Update the rows from the line containing "of the building" through the end of the rows by replacing "building window" with "house window", leaving everything else unchanged, and give back only those lines.

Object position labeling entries
* START *

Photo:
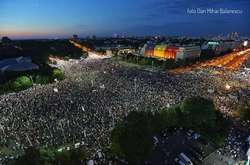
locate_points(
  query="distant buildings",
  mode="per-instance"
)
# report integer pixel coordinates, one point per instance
(219, 47)
(17, 64)
(164, 51)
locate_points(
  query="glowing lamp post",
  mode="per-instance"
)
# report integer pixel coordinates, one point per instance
(227, 87)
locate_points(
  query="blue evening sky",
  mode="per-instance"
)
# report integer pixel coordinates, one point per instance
(62, 18)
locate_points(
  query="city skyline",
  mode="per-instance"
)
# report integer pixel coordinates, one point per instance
(61, 18)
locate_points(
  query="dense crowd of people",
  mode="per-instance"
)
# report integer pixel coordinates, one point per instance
(83, 108)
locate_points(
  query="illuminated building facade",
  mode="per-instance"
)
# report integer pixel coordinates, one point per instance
(170, 52)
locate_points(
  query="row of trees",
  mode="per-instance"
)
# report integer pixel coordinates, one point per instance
(34, 156)
(132, 138)
(163, 64)
(25, 81)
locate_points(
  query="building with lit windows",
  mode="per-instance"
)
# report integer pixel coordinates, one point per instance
(165, 51)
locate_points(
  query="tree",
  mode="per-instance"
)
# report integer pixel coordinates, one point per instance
(57, 74)
(22, 83)
(198, 112)
(169, 117)
(132, 138)
(244, 111)
(6, 40)
(31, 157)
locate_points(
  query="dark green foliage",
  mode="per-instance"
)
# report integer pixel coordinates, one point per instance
(244, 111)
(42, 79)
(34, 156)
(57, 74)
(22, 83)
(132, 138)
(198, 112)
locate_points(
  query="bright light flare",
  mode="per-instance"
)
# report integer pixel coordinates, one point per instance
(227, 86)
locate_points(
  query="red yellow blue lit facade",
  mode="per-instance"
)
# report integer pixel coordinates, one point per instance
(170, 52)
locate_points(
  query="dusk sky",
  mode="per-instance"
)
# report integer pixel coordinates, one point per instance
(62, 18)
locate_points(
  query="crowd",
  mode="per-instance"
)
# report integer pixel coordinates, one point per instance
(83, 108)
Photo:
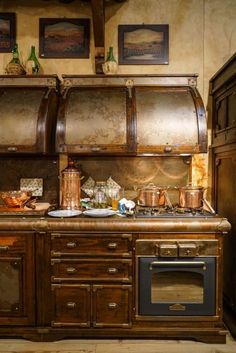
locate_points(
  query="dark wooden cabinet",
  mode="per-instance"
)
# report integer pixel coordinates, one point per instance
(28, 110)
(223, 159)
(91, 279)
(131, 115)
(17, 278)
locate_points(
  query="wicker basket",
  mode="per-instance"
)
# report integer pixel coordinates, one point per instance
(15, 69)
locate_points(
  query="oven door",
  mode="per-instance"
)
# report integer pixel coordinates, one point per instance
(176, 286)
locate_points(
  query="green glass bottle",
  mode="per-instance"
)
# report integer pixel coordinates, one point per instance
(110, 55)
(110, 66)
(15, 55)
(32, 63)
(15, 67)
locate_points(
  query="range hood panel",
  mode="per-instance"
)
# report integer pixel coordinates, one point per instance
(166, 117)
(131, 114)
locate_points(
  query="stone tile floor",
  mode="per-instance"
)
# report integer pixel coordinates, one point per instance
(115, 346)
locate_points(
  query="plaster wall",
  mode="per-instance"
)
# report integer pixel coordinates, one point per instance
(202, 37)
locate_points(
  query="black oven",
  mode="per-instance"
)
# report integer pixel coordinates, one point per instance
(172, 286)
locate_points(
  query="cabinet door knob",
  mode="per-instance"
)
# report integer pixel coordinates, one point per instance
(4, 248)
(112, 305)
(71, 245)
(112, 245)
(112, 270)
(167, 149)
(12, 149)
(71, 270)
(71, 305)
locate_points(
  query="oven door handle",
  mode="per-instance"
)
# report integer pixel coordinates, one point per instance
(195, 264)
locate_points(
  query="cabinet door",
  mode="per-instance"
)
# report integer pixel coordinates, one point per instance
(112, 305)
(170, 120)
(224, 116)
(17, 289)
(225, 194)
(94, 120)
(27, 110)
(71, 305)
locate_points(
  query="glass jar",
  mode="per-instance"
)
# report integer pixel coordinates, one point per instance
(32, 63)
(100, 195)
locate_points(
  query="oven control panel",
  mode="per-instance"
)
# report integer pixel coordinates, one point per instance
(176, 248)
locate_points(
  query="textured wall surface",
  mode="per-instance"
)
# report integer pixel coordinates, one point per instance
(202, 37)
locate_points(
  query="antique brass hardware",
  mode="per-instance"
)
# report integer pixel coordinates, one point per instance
(112, 305)
(167, 149)
(71, 270)
(12, 149)
(71, 245)
(177, 307)
(168, 250)
(196, 264)
(112, 270)
(71, 305)
(187, 250)
(4, 248)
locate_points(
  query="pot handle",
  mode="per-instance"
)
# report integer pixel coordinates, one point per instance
(167, 200)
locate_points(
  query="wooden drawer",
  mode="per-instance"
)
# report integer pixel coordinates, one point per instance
(91, 269)
(112, 305)
(12, 244)
(91, 244)
(71, 305)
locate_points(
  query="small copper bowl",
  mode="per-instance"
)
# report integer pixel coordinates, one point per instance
(15, 198)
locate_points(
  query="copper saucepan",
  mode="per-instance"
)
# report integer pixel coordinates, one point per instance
(191, 196)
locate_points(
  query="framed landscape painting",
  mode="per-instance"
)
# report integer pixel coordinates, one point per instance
(7, 31)
(64, 37)
(143, 44)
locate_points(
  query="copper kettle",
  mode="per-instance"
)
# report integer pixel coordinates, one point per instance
(70, 187)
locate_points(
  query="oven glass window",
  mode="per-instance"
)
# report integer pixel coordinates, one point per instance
(177, 286)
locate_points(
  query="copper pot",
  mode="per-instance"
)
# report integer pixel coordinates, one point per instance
(151, 195)
(70, 187)
(191, 196)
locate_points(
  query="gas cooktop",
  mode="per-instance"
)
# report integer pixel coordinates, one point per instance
(149, 212)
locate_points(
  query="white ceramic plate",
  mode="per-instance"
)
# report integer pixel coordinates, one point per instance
(99, 212)
(64, 213)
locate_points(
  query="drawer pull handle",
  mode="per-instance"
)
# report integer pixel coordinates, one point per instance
(71, 270)
(112, 245)
(112, 270)
(4, 248)
(71, 305)
(112, 305)
(12, 149)
(71, 245)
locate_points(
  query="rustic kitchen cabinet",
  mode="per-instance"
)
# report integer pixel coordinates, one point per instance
(223, 162)
(91, 280)
(131, 115)
(96, 278)
(28, 108)
(17, 278)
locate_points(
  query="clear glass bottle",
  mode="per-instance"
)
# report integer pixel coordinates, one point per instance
(110, 66)
(100, 195)
(15, 55)
(14, 67)
(32, 63)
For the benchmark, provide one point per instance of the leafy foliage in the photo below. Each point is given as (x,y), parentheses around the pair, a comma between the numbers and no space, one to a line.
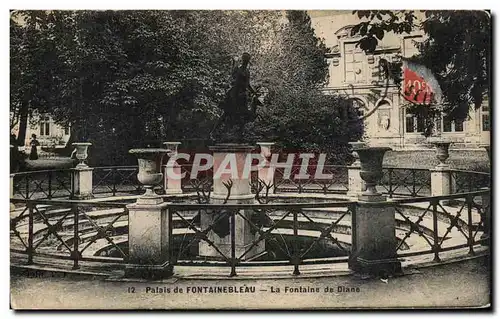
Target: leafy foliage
(457,49)
(126,79)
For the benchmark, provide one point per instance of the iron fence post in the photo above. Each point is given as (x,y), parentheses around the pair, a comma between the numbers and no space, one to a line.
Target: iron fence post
(76,239)
(296,257)
(30,234)
(49,196)
(113,178)
(391,171)
(233,243)
(27,187)
(436,245)
(470,239)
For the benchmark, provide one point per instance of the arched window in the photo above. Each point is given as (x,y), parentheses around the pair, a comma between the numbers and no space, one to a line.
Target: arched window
(359,105)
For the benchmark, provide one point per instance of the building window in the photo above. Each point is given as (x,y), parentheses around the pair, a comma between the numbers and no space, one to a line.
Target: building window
(44,126)
(359,106)
(353,63)
(409,46)
(414,124)
(485,117)
(452,125)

* END *

• [Reply to the task]:
For the benchmark, provide one point per instance of the house window in the photo above. Each point is given as (x,y), parentheses around the pair, a comma between the numbers and no space, one to a line.
Target: house window
(44,126)
(359,106)
(353,63)
(409,46)
(414,124)
(485,117)
(452,125)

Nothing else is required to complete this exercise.